**PROVIDED RECORDS:**
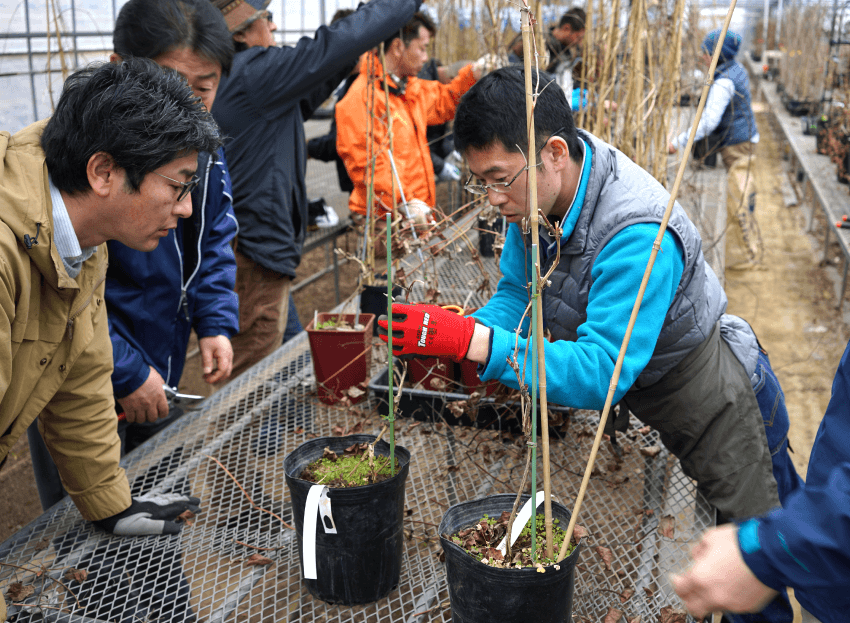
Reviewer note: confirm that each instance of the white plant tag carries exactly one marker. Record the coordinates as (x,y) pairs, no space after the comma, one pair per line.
(522,518)
(318,504)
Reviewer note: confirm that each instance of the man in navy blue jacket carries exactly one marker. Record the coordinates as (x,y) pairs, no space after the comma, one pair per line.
(805,545)
(261,107)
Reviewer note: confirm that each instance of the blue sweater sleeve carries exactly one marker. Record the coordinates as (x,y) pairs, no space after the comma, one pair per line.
(805,544)
(217,305)
(507,305)
(578,373)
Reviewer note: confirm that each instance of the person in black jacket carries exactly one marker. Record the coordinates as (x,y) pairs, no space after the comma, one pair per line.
(261,108)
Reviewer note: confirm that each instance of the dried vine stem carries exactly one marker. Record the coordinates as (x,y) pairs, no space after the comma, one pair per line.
(245,493)
(62,584)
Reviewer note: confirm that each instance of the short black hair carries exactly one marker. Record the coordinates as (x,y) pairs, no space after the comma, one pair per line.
(575,18)
(149,28)
(141,114)
(493,111)
(341,14)
(410,30)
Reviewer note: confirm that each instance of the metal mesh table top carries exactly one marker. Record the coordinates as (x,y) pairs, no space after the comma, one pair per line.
(641,512)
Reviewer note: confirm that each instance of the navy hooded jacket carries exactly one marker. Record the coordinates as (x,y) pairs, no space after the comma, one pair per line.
(155,298)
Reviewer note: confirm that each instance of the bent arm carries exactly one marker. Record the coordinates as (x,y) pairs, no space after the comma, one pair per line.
(578,373)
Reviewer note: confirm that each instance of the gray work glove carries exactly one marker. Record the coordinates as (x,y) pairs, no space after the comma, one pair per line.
(152,513)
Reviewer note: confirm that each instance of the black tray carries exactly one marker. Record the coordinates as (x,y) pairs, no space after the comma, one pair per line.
(488,412)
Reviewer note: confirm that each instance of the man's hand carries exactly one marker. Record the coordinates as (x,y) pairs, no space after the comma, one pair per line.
(148,403)
(152,513)
(216,357)
(719,578)
(428,331)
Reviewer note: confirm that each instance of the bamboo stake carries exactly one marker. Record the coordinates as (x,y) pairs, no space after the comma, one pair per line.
(390,139)
(656,246)
(538,379)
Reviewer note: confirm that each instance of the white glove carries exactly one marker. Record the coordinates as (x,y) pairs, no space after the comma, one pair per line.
(151,513)
(450,172)
(417,211)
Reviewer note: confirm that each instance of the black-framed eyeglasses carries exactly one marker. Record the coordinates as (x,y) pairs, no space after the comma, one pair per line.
(503,187)
(188,187)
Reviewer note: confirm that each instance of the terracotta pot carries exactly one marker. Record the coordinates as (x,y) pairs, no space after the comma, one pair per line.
(341,359)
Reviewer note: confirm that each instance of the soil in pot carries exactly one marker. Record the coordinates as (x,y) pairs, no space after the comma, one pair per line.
(480,593)
(356,466)
(361,563)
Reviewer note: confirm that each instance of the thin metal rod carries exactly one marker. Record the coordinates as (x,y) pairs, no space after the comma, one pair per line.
(655,248)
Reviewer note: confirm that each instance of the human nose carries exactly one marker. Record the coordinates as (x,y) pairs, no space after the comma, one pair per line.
(496,198)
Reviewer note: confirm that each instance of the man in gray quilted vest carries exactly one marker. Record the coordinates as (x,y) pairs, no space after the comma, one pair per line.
(695,374)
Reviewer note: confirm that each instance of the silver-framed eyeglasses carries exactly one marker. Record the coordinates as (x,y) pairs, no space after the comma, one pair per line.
(503,187)
(187,186)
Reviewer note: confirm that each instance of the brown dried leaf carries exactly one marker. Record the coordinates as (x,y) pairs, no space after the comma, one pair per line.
(78,575)
(667,526)
(579,532)
(606,555)
(186,516)
(650,451)
(669,614)
(19,592)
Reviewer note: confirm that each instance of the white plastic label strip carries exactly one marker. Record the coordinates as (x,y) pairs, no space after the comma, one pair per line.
(519,522)
(318,504)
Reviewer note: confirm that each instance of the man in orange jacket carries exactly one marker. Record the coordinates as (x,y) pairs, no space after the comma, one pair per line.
(414,104)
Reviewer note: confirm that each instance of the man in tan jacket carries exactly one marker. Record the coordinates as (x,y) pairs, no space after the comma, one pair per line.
(115,162)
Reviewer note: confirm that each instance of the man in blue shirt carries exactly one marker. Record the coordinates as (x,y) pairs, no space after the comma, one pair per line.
(694,373)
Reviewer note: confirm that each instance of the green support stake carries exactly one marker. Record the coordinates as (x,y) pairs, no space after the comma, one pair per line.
(534,303)
(391,414)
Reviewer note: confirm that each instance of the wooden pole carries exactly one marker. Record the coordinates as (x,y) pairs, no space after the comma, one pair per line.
(537,310)
(656,246)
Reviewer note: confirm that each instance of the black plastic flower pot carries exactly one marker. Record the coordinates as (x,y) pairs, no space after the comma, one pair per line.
(373,300)
(361,563)
(482,594)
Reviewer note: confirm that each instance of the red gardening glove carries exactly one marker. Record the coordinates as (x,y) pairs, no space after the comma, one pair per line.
(428,331)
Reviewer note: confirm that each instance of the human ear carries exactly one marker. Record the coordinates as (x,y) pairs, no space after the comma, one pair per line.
(103,174)
(559,151)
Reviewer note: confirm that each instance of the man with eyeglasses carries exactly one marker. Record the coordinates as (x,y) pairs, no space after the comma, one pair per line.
(261,107)
(113,162)
(695,374)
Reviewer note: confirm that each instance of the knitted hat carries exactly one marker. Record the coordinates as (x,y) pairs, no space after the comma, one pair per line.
(237,12)
(730,45)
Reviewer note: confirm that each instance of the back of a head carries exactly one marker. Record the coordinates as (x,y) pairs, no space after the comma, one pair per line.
(729,49)
(493,111)
(410,30)
(142,115)
(149,28)
(575,18)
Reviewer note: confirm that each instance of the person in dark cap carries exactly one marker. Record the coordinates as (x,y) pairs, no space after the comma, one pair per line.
(562,41)
(729,125)
(261,107)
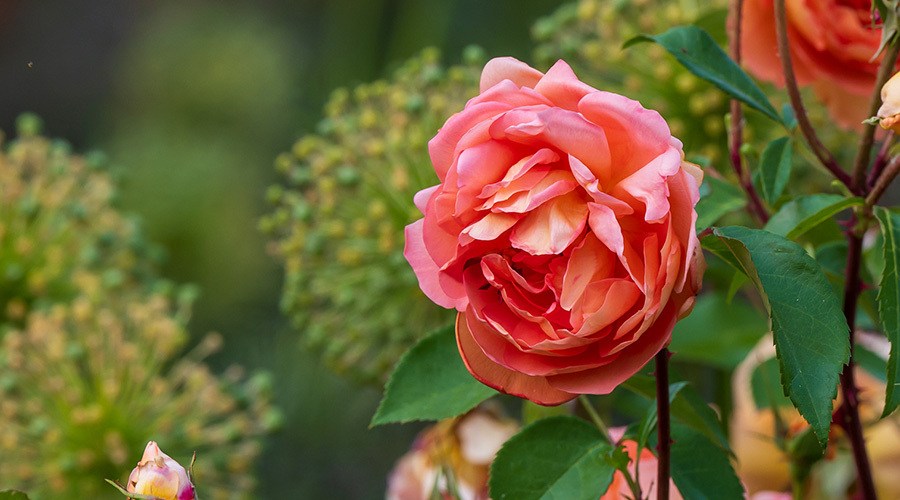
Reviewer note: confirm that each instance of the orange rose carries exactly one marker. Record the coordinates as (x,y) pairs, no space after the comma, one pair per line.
(563,231)
(831,41)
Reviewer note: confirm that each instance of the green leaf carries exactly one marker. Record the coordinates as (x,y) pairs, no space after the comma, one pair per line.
(699,53)
(553,459)
(430,382)
(889,302)
(701,470)
(806,212)
(13,495)
(719,198)
(687,407)
(718,332)
(775,168)
(811,335)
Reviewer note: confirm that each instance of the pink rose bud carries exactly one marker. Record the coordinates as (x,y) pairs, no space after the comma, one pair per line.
(889,112)
(563,232)
(160,476)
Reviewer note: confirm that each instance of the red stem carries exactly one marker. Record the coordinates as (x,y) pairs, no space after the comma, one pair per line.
(881,160)
(790,81)
(851,421)
(663,429)
(756,206)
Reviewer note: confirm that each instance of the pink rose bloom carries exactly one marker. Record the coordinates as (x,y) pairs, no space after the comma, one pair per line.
(160,476)
(563,231)
(831,43)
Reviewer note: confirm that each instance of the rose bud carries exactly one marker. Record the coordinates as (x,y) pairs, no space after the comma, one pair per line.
(160,476)
(563,233)
(644,469)
(889,112)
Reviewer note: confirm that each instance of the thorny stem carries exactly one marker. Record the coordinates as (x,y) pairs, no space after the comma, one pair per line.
(595,417)
(790,80)
(857,184)
(888,63)
(883,181)
(850,414)
(737,123)
(881,160)
(663,429)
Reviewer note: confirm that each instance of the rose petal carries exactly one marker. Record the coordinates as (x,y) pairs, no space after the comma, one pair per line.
(503,379)
(552,227)
(603,379)
(427,272)
(561,86)
(508,68)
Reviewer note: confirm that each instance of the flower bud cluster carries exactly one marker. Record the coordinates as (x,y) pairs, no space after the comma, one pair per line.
(92,343)
(589,35)
(338,224)
(58,216)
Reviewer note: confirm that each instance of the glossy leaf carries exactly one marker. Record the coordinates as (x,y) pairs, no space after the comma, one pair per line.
(775,168)
(806,212)
(718,198)
(719,332)
(699,53)
(701,470)
(553,459)
(809,327)
(430,382)
(889,301)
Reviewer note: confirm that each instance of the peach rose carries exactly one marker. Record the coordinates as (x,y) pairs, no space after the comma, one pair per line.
(563,231)
(160,476)
(831,42)
(459,450)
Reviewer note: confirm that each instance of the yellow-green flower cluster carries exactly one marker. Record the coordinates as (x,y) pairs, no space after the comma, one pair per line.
(92,362)
(338,225)
(589,35)
(56,217)
(84,384)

**REQUIRED WORK:** Emit verbatim the lines running from the one with "Reviewer note: confirm that each instance of the glossy" through the last line of the data, both endpoints inclusive.

**SOLUTION TO THIS TASK:**
Reviewer note: confirm that each instance of the glossy leaf carries exactly one marker. Record the coordinates as (x,y) pairs, no space after the comma, one pair per line.
(775,168)
(806,212)
(718,198)
(719,332)
(699,53)
(701,470)
(553,459)
(809,327)
(430,382)
(889,301)
Reviewer note: confirm that each instance of the peach rose carries exactly one marker. Record the coordinates as (x,y) pairs, no space after the comma, one pair per line.
(563,231)
(160,476)
(831,42)
(459,450)
Reviewer note: confirm that each instance of the yellow-green flower cluster carries exactly one marker. Record the coordinates as (x,y) pairs, no space after the comma, one pair per line.
(92,362)
(338,225)
(589,35)
(56,217)
(84,384)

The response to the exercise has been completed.